• Task instructions:
Using the passage on loss functions, explain why the method adds a feature-wise loss on top of the pixel-wise ℓ2 loss. Answer in one to three sentences.

• Source extract:
_ _ _
Pixel-Wise Loss: Since the upsampled HR faces should be similar to the input LR faces in terms of image intensities, we employ the Euclidean distance, also known as pixel-wise $\ell _2$ loss, to enforce this similarity as follows:

$$\begin{aligned} {{\mathcal {L}}}_{p}(w) ={\mathbb {E}}_{({\hat{h}}_i,h_i)\sim p({\hat{h}},h)}\Vert {\hat{h}}_i-h_i\Vert _F^2 = {\mathbb {E}}_{(l_i,h_i)\sim p(l,h)}\Vert {\mathcal {U}}_w(l_i)- h_i\Vert _F^2, \end{aligned}$$

(1)

where ${\hat{h}}_i$ and ${\mathcal {U}}_w(l_i)$ both represent the upsampled faces by our MTUN, w is the parameters of MTUN, $l_i$ and $h_i$ denote the LR input image and its HR ground-truth counterpart respectively, p(l, h) represents the joint distribution of the LR and HR face images in the training dataset, and $p({\hat{h}},h)$ indicates the joint distribution of the upsampled HR faces and their corresponding HR ground-truths.

Feature-Wise Loss: As mentioned in [10, 32, 37], only using pixel-wise $\ell _2$ loss will produce over-smoothed super-resolved results. In order to achieve high-quality visual results, we also constrain the upsampled faces to share the same features as their HR counterparts. The objective function is expressed as:

$$\begin{aligned} {\mathcal {L}}_{f}(w) = {\mathbb {E}}_{({\hat{h}}_i,h_i)\sim p({\hat{h}},h)}\Vert \psi ({\hat{h}}_i) - \psi (h_i)\Vert _F^2 = {\mathbb {E}}_{(l_i,h_i)\sim p(l,h)}\Vert \psi ({\mathcal {U}}_w(l_i)) - \psi (h_i)\Vert _F^2, \end{aligned}$$

(2)

where $\psi (\cdot )$ denotes feature maps of a layer in VGG-19 [38]. We use the layer ReLU32, which gives good empirical results in our experiments.
_ _ _
• Supplied material:

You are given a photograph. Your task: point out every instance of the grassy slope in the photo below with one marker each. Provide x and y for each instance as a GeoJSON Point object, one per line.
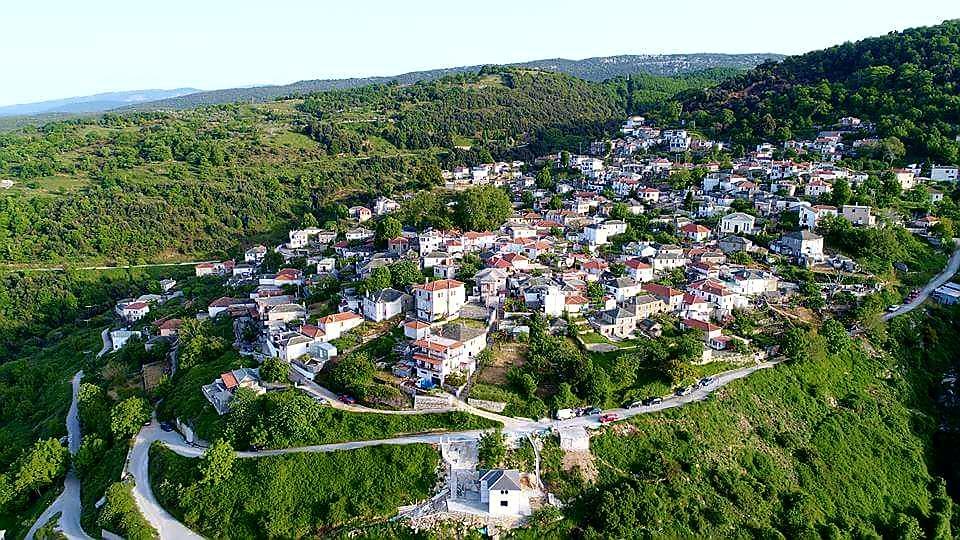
{"type": "Point", "coordinates": [837, 440]}
{"type": "Point", "coordinates": [295, 495]}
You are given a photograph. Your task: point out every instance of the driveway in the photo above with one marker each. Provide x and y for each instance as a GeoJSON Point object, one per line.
{"type": "Point", "coordinates": [952, 266]}
{"type": "Point", "coordinates": [68, 503]}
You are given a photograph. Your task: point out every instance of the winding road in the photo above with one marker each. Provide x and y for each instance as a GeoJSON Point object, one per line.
{"type": "Point", "coordinates": [168, 527]}
{"type": "Point", "coordinates": [952, 266]}
{"type": "Point", "coordinates": [68, 503]}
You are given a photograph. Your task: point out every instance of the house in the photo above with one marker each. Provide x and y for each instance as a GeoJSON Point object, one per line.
{"type": "Point", "coordinates": [575, 303]}
{"type": "Point", "coordinates": [622, 288]}
{"type": "Point", "coordinates": [169, 327]}
{"type": "Point", "coordinates": [225, 303]}
{"type": "Point", "coordinates": [286, 276]}
{"type": "Point", "coordinates": [255, 254]}
{"type": "Point", "coordinates": [500, 490]}
{"type": "Point", "coordinates": [858, 215]}
{"type": "Point", "coordinates": [802, 245]}
{"type": "Point", "coordinates": [439, 299]}
{"type": "Point", "coordinates": [668, 295]}
{"type": "Point", "coordinates": [944, 173]}
{"type": "Point", "coordinates": [119, 338]}
{"type": "Point", "coordinates": [415, 329]}
{"type": "Point", "coordinates": [737, 223]}
{"type": "Point", "coordinates": [214, 268]}
{"type": "Point", "coordinates": [710, 331]}
{"type": "Point", "coordinates": [810, 216]}
{"type": "Point", "coordinates": [132, 311]}
{"type": "Point", "coordinates": [645, 306]}
{"type": "Point", "coordinates": [491, 284]}
{"type": "Point", "coordinates": [221, 391]}
{"type": "Point", "coordinates": [474, 339]}
{"type": "Point", "coordinates": [385, 205]}
{"type": "Point", "coordinates": [360, 213]}
{"type": "Point", "coordinates": [301, 238]}
{"type": "Point", "coordinates": [385, 304]}
{"type": "Point", "coordinates": [735, 244]}
{"type": "Point", "coordinates": [438, 357]}
{"type": "Point", "coordinates": [906, 177]}
{"type": "Point", "coordinates": [695, 232]}
{"type": "Point", "coordinates": [639, 271]}
{"type": "Point", "coordinates": [615, 322]}
{"type": "Point", "coordinates": [286, 312]}
{"type": "Point", "coordinates": [358, 234]}
{"type": "Point", "coordinates": [337, 324]}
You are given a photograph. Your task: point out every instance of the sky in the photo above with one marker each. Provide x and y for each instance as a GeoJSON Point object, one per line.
{"type": "Point", "coordinates": [59, 48]}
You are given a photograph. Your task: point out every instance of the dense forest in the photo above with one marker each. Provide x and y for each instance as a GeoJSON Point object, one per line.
{"type": "Point", "coordinates": [905, 83]}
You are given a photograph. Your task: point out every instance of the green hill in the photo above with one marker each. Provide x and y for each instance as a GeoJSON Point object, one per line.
{"type": "Point", "coordinates": [906, 83]}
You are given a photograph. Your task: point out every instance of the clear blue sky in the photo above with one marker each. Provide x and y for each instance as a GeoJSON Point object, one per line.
{"type": "Point", "coordinates": [51, 49]}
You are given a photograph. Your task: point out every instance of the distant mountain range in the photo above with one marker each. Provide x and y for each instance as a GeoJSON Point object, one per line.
{"type": "Point", "coordinates": [591, 69]}
{"type": "Point", "coordinates": [95, 103]}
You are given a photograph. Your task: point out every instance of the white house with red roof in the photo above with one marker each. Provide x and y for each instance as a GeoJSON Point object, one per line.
{"type": "Point", "coordinates": [437, 357]}
{"type": "Point", "coordinates": [439, 299]}
{"type": "Point", "coordinates": [695, 232]}
{"type": "Point", "coordinates": [132, 311]}
{"type": "Point", "coordinates": [337, 324]}
{"type": "Point", "coordinates": [639, 271]}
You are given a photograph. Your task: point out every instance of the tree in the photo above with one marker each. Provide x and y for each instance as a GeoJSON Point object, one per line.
{"type": "Point", "coordinates": [309, 220]}
{"type": "Point", "coordinates": [40, 466]}
{"type": "Point", "coordinates": [841, 193]}
{"type": "Point", "coordinates": [491, 450]}
{"type": "Point", "coordinates": [354, 373]}
{"type": "Point", "coordinates": [564, 398]}
{"type": "Point", "coordinates": [544, 178]}
{"type": "Point", "coordinates": [404, 273]}
{"type": "Point", "coordinates": [271, 262]}
{"type": "Point", "coordinates": [836, 336]}
{"type": "Point", "coordinates": [274, 369]}
{"type": "Point", "coordinates": [482, 208]}
{"type": "Point", "coordinates": [387, 229]}
{"type": "Point", "coordinates": [128, 416]}
{"type": "Point", "coordinates": [795, 345]}
{"type": "Point", "coordinates": [379, 279]}
{"type": "Point", "coordinates": [217, 463]}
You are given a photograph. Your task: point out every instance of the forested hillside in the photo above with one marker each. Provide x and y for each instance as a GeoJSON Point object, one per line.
{"type": "Point", "coordinates": [148, 186]}
{"type": "Point", "coordinates": [906, 83]}
{"type": "Point", "coordinates": [590, 69]}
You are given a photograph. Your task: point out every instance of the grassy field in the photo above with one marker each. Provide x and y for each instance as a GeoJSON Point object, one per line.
{"type": "Point", "coordinates": [297, 495]}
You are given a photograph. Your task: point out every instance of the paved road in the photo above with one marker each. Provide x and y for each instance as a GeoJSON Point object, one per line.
{"type": "Point", "coordinates": [137, 465]}
{"type": "Point", "coordinates": [168, 527]}
{"type": "Point", "coordinates": [18, 268]}
{"type": "Point", "coordinates": [952, 266]}
{"type": "Point", "coordinates": [107, 342]}
{"type": "Point", "coordinates": [68, 503]}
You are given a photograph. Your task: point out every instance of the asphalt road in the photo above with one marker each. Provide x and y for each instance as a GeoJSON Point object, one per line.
{"type": "Point", "coordinates": [68, 503]}
{"type": "Point", "coordinates": [952, 266]}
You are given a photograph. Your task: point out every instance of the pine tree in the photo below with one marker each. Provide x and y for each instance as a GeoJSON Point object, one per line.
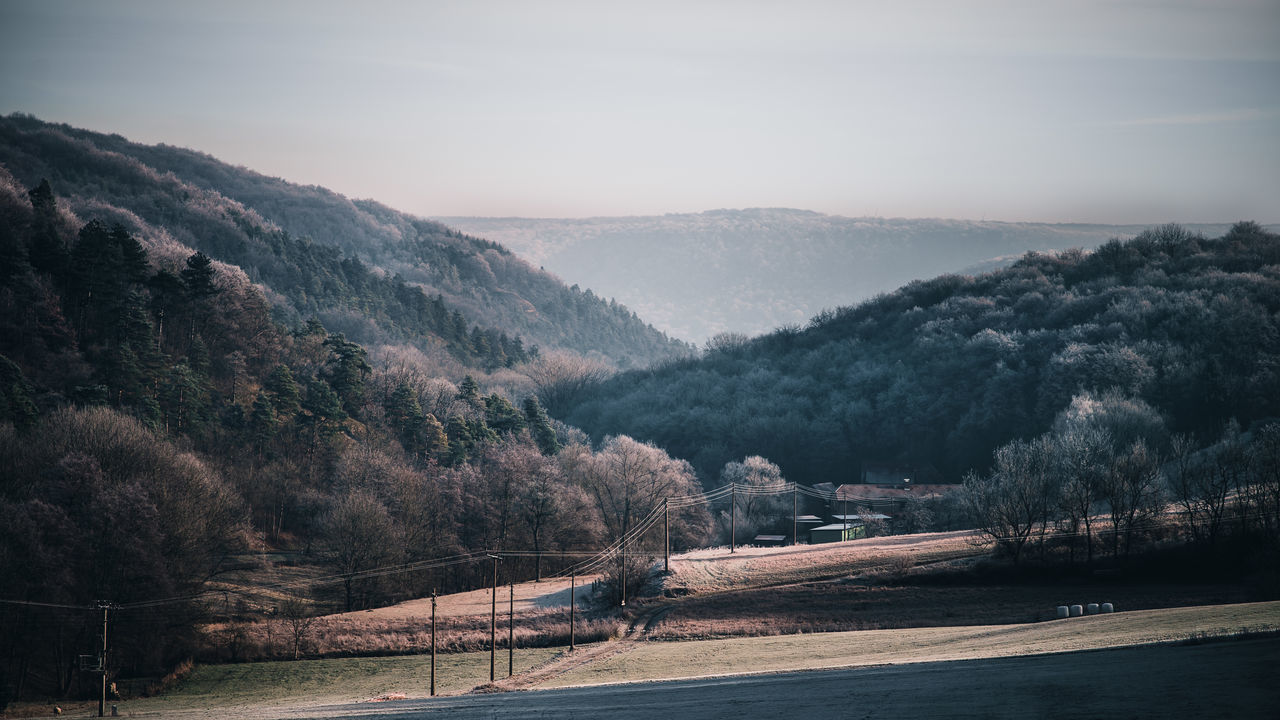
{"type": "Point", "coordinates": [45, 249]}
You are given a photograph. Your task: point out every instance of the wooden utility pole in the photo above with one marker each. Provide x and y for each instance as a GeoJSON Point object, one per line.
{"type": "Point", "coordinates": [511, 629]}
{"type": "Point", "coordinates": [666, 537]}
{"type": "Point", "coordinates": [732, 516]}
{"type": "Point", "coordinates": [795, 518]}
{"type": "Point", "coordinates": [842, 536]}
{"type": "Point", "coordinates": [433, 643]}
{"type": "Point", "coordinates": [101, 698]}
{"type": "Point", "coordinates": [493, 621]}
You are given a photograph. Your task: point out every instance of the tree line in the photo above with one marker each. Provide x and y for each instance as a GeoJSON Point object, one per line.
{"type": "Point", "coordinates": [941, 373]}
{"type": "Point", "coordinates": [366, 270]}
{"type": "Point", "coordinates": [158, 425]}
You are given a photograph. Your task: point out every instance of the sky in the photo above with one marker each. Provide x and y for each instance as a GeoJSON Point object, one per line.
{"type": "Point", "coordinates": [1048, 110]}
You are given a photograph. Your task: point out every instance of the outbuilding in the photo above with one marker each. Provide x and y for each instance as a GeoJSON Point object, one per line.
{"type": "Point", "coordinates": [837, 532]}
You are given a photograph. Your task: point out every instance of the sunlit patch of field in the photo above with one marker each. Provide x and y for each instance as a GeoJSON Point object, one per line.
{"type": "Point", "coordinates": [670, 660]}
{"type": "Point", "coordinates": [545, 595]}
{"type": "Point", "coordinates": [716, 569]}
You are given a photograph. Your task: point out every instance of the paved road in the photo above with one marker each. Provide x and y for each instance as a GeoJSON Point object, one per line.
{"type": "Point", "coordinates": [1220, 679]}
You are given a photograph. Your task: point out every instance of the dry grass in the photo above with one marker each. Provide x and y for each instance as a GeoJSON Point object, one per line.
{"type": "Point", "coordinates": [848, 606]}
{"type": "Point", "coordinates": [353, 634]}
{"type": "Point", "coordinates": [716, 569]}
{"type": "Point", "coordinates": [664, 660]}
{"type": "Point", "coordinates": [547, 595]}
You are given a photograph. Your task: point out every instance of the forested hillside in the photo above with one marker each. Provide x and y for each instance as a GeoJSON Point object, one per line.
{"type": "Point", "coordinates": [160, 424]}
{"type": "Point", "coordinates": [374, 273]}
{"type": "Point", "coordinates": [940, 373]}
{"type": "Point", "coordinates": [759, 269]}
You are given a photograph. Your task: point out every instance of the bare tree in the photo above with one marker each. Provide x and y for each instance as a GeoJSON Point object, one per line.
{"type": "Point", "coordinates": [560, 377]}
{"type": "Point", "coordinates": [360, 537]}
{"type": "Point", "coordinates": [298, 618]}
{"type": "Point", "coordinates": [1083, 458]}
{"type": "Point", "coordinates": [1015, 500]}
{"type": "Point", "coordinates": [1132, 491]}
{"type": "Point", "coordinates": [755, 507]}
{"type": "Point", "coordinates": [629, 479]}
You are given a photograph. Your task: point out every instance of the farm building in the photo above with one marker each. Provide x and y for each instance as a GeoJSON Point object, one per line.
{"type": "Point", "coordinates": [860, 518]}
{"type": "Point", "coordinates": [836, 532]}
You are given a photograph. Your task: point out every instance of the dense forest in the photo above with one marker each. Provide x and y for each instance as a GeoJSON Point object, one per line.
{"type": "Point", "coordinates": [941, 373]}
{"type": "Point", "coordinates": [364, 269]}
{"type": "Point", "coordinates": [159, 424]}
{"type": "Point", "coordinates": [753, 270]}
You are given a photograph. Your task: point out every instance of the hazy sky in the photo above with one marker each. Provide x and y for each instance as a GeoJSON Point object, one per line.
{"type": "Point", "coordinates": [1128, 112]}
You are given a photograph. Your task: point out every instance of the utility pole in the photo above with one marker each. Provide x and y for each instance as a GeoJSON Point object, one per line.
{"type": "Point", "coordinates": [795, 518]}
{"type": "Point", "coordinates": [732, 516]}
{"type": "Point", "coordinates": [101, 700]}
{"type": "Point", "coordinates": [433, 642]}
{"type": "Point", "coordinates": [511, 629]}
{"type": "Point", "coordinates": [844, 534]}
{"type": "Point", "coordinates": [666, 537]}
{"type": "Point", "coordinates": [493, 621]}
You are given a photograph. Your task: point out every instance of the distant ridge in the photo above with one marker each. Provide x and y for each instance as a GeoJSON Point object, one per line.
{"type": "Point", "coordinates": [353, 263]}
{"type": "Point", "coordinates": [752, 270]}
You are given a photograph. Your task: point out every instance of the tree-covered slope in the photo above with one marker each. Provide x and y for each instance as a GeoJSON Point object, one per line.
{"type": "Point", "coordinates": [758, 269]}
{"type": "Point", "coordinates": [942, 372]}
{"type": "Point", "coordinates": [356, 264]}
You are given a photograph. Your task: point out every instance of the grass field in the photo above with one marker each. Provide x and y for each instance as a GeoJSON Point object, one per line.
{"type": "Point", "coordinates": [716, 569]}
{"type": "Point", "coordinates": [327, 682]}
{"type": "Point", "coordinates": [668, 660]}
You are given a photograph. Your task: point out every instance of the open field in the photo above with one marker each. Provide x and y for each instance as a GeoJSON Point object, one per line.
{"type": "Point", "coordinates": [833, 606]}
{"type": "Point", "coordinates": [668, 660]}
{"type": "Point", "coordinates": [547, 595]}
{"type": "Point", "coordinates": [298, 689]}
{"type": "Point", "coordinates": [716, 569]}
{"type": "Point", "coordinates": [1228, 680]}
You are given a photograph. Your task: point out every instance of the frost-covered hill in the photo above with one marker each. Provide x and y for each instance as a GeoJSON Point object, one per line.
{"type": "Point", "coordinates": [752, 270]}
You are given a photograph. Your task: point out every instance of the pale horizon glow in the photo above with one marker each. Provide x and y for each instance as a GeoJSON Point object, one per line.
{"type": "Point", "coordinates": [1091, 112]}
_ _ _
• Written answer:
Using only the pixel-wise ℓ2 loss produces over-smoothed super-resolved results. To get high-quality visual results, the method also requires the upsampled faces to share the same features as their HR counterparts, measured on feature maps from a VGG-19 layer.